PASSAGE TO READ »
It is a woman of genuine psychological depth rather than a one-dimensional archetype who emerges in the soprano’s account of Ariadne’s monologue ‘Es gibt ein Reich’ on this disc. She displays an invaluable talent for using vocal effects to complement the emotional subtexts of Hugo von Hofmannsthal’s words, but it is the confident ecstasy of her handling of Strauss’s music that bewitches. Singing forcefully when the composer so dictates, she never forces the voice. Ariadne has been sung credibly by voices as diverse as those of Maria Reining, Elisabeth Schwarzkopf, Christa Ludwig, Leontyne Price, and Montserrat Caballé. Davidsen’s performance of ‘Es gibt ein Reich’ amalgamates the best traits of Ariadnes of the past with her own distinct artistry.

Composed and first published in 1894, the four Lieder that constitute Strauss’s Opus 27 were initially devised with piano accompaniment and later orchestrated by the composer. These are four of Strauss’s most familiar songs, but Davidsen does not rely upon tradition to supply interpretive nuances. Rather, she is guided by the texts, finding within the words of each Lied its musical and sentimental cadences. She voices ‘Ruhe, meine Seele!’ with ethereal grace, her tones unerringly placed and seemingly effortless. Strauss orchestrated ‘Ruhe, meine Seele!’ in 1948, contemporaneously with his composition of his Vier letzte Lieder, and the kinship between the works is here made poignantly conspicuous. In their performance of ‘Cäcilie,’ Davidsen and Salonen faithfully observe Strauss’s ‘Sehr lebhaft und drängend’ marking, producing an account of the song that rivals long-praised recordings of the piece.

Robert Heger’s orchestration of ‘Heimliche Aufforderung’ receives a reading that feels both profoundly personal and aptly timeless, soprano and conductor fostering an environment of musical symbiosis in which their trust of one another—and of the music—yields unfiltered emotional directness. At least two recordings of Strauss conducting his orchestral arrangement of ‘Morgen!’ survive, and the performance on this disc has much in common with the earlier of Strauss’s recordings, a 1941 traversal with tenor Julius Patzak. Zsolt-Tihamér Visontay’s artful playing of the violin solo echoes the subtleties of Davidsen’s navigation of the song’s melodic line. Like Patzak, Davidsen lends the song an understated urgency, voicing the words ‘und auf uns sinkt des Glückes stummes Schweigen’ with compelling probity.

ACTIONS TO TAKE »
A. According to the review, in what year were the four Lieder of Strauss's Opus 27 composed and first published?
B. Give again the part of the review from "It is a woman" up to and including "own distinct artistry.".
C. Translate this sentence from the review into Spanish: "Singing forcefully when the composer so dictates, she never forces the voice."

LISTED RECORDS »
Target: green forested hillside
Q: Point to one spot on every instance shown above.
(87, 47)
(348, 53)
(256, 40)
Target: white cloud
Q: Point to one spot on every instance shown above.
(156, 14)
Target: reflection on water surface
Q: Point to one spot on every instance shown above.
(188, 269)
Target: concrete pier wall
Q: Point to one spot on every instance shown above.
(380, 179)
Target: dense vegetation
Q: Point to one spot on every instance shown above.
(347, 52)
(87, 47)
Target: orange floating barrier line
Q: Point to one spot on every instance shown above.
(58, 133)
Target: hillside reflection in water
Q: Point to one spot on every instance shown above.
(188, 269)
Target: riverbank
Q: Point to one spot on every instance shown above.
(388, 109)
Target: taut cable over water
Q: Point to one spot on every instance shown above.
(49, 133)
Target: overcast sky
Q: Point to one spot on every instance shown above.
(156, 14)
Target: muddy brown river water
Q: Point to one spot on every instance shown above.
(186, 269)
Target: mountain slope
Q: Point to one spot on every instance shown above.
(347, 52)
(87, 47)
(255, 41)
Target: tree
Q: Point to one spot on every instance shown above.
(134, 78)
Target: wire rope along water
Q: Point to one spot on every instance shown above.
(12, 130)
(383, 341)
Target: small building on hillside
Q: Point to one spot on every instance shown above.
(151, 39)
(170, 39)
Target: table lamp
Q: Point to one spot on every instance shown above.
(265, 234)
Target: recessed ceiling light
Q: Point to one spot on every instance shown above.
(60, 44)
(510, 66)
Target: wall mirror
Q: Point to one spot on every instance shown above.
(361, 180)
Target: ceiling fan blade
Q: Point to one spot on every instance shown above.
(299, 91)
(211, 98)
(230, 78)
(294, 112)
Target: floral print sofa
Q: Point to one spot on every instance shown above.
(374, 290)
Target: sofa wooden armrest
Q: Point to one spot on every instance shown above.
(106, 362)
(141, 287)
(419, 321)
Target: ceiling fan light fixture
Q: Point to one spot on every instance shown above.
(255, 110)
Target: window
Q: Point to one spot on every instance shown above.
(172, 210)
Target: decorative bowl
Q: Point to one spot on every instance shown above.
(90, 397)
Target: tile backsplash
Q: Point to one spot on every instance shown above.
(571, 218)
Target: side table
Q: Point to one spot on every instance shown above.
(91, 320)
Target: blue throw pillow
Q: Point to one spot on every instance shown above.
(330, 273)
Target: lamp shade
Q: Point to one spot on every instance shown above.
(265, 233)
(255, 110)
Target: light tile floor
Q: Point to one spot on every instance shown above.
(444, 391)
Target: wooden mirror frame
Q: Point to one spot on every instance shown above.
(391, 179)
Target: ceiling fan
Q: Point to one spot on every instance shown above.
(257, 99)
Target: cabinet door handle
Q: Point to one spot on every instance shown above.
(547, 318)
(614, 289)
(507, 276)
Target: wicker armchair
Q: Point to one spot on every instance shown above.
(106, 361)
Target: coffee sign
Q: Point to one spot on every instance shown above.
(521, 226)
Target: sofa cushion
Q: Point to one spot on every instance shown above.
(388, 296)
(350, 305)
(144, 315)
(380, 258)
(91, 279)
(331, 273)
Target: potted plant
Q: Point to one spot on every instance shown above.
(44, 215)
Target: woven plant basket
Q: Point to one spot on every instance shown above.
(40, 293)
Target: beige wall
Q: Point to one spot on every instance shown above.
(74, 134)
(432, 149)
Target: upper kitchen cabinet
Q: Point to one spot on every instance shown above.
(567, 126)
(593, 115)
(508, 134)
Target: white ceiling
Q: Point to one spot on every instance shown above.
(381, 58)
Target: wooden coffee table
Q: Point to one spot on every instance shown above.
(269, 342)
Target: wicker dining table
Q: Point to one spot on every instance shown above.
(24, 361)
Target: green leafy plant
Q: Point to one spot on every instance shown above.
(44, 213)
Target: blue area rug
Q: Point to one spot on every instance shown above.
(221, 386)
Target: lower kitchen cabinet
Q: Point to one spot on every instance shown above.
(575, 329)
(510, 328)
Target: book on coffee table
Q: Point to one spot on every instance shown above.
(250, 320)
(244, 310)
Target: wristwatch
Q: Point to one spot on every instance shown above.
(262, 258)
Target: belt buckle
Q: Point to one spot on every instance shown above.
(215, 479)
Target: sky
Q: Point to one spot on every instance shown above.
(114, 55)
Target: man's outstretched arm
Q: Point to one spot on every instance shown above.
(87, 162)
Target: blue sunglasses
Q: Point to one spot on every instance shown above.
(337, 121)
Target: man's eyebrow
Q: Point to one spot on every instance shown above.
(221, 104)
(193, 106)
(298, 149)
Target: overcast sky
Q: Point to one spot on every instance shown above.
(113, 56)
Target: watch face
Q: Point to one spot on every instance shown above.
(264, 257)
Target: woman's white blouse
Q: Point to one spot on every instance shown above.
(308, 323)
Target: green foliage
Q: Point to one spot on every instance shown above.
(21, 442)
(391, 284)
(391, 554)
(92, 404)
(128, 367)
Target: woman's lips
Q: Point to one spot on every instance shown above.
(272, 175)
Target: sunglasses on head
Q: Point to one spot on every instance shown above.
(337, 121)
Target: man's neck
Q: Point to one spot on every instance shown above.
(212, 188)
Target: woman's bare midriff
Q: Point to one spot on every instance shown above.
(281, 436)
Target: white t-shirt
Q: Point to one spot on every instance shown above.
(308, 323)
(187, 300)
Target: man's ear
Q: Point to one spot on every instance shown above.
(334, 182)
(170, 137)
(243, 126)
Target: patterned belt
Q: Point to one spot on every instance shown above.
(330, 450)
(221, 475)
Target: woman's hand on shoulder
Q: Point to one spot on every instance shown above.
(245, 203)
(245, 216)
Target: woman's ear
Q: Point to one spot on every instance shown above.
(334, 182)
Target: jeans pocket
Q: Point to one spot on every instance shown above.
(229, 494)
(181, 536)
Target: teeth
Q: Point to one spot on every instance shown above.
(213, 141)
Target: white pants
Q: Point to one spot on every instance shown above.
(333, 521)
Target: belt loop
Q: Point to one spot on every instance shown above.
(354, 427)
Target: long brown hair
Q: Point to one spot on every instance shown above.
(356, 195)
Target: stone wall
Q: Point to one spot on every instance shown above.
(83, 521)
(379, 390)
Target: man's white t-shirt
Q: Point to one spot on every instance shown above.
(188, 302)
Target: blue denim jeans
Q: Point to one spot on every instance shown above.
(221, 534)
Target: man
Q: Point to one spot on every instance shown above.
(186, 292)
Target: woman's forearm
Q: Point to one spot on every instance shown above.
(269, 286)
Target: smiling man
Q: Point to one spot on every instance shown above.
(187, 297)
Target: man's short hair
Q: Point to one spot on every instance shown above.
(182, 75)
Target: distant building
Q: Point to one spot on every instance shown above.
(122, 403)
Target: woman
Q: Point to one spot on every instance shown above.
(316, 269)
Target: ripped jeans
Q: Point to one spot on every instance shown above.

CORRECT ANSWERS »
A. 1894

B.
It is a woman of genuine psychological depth rather than a one-dimensional archetype who emerges in the soprano’s account of Ariadne’s monologue ‘Es gibt ein Reich’ on this disc. She displays an invaluable talent for using vocal effects to complement the emotional subtexts of Hugo von Hofmannsthal’s words, but it is the confident ecstasy of her handling of Strauss’s music that bewitches. Singing forcefully when the composer so dictates, she never forces the voice. Ariadne has been sung credibly by voices as diverse as those of Maria Reining, Elisabeth Schwarzkopf, Christa Ludwig, Leontyne Price, and Montserrat Caballé. Davidsen’s performance of ‘Es gibt ein Reich’ amalgamates the best traits of Ariadnes of the past with her own distinct artistry.

C. Cantando con fuerza cuando el compositor así lo dicta, nunca fuerza la voz.